## [GIVEN PASSAGE]
^^^^
More shipments of Pfizer-BioNTech’s COVID-19 vaccine arrived Tuesday at Connecticut hospitals, many of which began immediately vaccinating front-line workers.
That included Ivan Sarmiento, an emergency room registered nurse at Saint Francis Hospital in Hartford, a member of Trinity Health Of New England. He was cheered on by colleagues as he became the first employee to get a dose shortly before noon.
“I hope I serve as an example that, hey, I’m OK and this is a step in the right direction,” he said, adding that he’s having conversations about vaccination with friends and family as well. “As many people I can talk to, because I see this day in and day out and I see how it affects people, and I want this to end.”
Leaders at health organizations say they’re hopeful that this marks the beginning of the end of the COVID-19 pandemic, which has taken the lives of 5,466 people in Connecticut. Their efforts will get a boost as authorization of a second COVID-19 vaccine is imminent.
On Thursday, an independent group of science experts will review Moderna’s request to the U.S. Food and Drug Administration for emergency use authorization of it’s COVID-19 vaccine. Preliminary analysis shows the vaccine to be about 94% effective against the coronavirus.
If the process follows the same path as it did for Pfizer and BioNTech, the new vaccine could get authorization by the end of the week with doses arriving in Connecticut shortly.
State officials estimate that they’ll have about 31,200 doses of the Pfizer vaccine in hand by the end of this week. They estimate Connecticut will receive 98,400 doses next week — a combination of both Pfizer and Moderna vaccines.
“We’ve been actually preparing for this for weeks with the knowledge that we would have at least two vaccines probably available to us in this particular timeframe,” said Dr. Keith Churchwell, president of Yale New Haven Hospital.
^^^^
## [EXTRACTED MATERIAL]
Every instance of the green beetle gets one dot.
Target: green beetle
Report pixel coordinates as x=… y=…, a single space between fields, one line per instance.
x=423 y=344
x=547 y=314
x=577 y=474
^^^^
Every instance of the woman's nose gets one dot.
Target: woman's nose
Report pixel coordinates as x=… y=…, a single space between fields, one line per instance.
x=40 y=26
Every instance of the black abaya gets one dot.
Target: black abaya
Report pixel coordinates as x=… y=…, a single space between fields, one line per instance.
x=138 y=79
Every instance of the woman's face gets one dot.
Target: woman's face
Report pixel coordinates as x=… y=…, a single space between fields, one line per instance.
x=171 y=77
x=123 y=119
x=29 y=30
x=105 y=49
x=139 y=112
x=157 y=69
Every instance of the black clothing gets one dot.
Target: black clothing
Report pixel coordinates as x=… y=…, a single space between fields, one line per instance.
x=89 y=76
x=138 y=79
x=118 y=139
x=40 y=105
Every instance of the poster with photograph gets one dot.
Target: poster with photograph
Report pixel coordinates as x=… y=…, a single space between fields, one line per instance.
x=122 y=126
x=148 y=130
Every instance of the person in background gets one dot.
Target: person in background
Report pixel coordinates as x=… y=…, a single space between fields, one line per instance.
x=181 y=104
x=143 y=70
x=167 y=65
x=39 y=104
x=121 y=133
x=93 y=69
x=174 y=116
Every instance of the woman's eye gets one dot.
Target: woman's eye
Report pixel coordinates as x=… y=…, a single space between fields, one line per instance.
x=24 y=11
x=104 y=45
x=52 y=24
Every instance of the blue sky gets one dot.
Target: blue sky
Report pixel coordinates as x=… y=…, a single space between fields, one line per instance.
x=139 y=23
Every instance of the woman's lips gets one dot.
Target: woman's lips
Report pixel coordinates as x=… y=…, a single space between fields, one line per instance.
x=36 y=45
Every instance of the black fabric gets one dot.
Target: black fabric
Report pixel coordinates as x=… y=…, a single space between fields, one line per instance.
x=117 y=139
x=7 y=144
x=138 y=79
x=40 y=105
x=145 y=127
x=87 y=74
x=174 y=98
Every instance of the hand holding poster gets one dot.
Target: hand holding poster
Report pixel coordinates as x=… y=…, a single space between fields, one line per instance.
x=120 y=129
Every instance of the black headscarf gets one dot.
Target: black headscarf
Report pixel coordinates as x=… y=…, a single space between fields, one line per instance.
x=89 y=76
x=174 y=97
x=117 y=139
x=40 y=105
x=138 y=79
^^^^
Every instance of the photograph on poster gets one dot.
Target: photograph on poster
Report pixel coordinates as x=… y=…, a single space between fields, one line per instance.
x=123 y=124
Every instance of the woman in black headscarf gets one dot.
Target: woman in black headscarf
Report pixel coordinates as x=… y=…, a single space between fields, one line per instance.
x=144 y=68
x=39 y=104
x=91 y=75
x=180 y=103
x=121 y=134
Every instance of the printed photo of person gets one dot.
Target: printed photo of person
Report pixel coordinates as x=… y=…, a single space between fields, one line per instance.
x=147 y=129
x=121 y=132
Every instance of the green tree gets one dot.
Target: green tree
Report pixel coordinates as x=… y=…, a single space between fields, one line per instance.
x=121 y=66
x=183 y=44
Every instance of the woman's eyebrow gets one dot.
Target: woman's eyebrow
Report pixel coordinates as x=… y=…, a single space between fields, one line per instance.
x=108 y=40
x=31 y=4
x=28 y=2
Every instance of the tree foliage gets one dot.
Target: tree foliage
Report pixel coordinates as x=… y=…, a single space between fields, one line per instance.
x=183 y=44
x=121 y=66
^^^^
## [APPLY WHAT YOU READ]
1. In the vaccine article, rewrite the passage from "Leaders at health" up to and including "in Connecticut shortly.", putting "scientific advisers" in place of "science experts".
2. Check each statement against the vaccine article and answer yes or no, quoting the words that decide it.
(a) Ivan Sarmiento was the first employee at Saint Francis Hospital to receive a dose.
(b) Preliminary analysis shows the Moderna vaccine to be about 90% effective.
(c) State officials expect the 98,400 doses arriving next week to be Pfizer vaccine only.

## [EXERCISE ANSWERS]
1.
Leaders at health organizations say they’re hopeful that this marks the beginning of the end of the COVID-19 pandemic, which has taken the lives of 5,466 people in Connecticut. Their efforts will get a boost as authorization of a second COVID-19 vaccine is imminent.
On Thursday, an independent group of scientific advisers will review Moderna’s request to the U.S. Food and Drug Administration for emergency use authorization of it’s COVID-19 vaccine. Preliminary analysis shows the vaccine to be about 94% effective against the coronavirus.
If the process follows the same path as it did for Pfizer and BioNTech, the new vaccine could get authorization by the end of the week with doses arriving in Connecticut shortly.

2.
(a) Yes: "he became the first employee to get a dose shortly before noon."
(b) No: "Preliminary analysis shows the vaccine to be about 94% effective against the coronavirus."
(c) No: "a combination of both Pfizer and Moderna vaccines."